◆ Your assignment
If a record holds a picture, drop the picture and return the rest of the record word for word.

(Stored data entries)

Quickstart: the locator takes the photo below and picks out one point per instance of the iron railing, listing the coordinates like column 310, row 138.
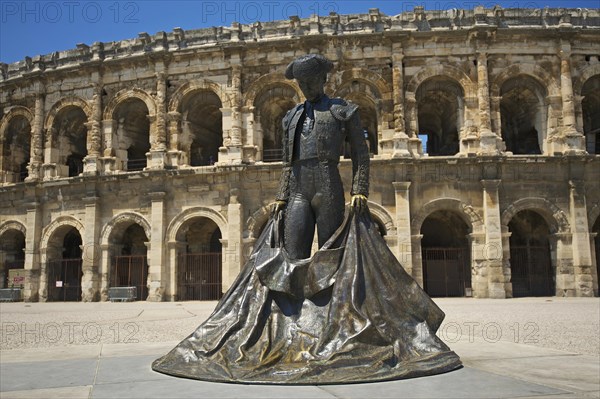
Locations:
column 446, row 271
column 131, row 271
column 199, row 276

◆ Exercise output
Quickstart: the locator takes the photo below and picks out one point per instance of the iron railing, listing the coordinates like column 310, row 138.
Locations:
column 446, row 271
column 131, row 271
column 199, row 276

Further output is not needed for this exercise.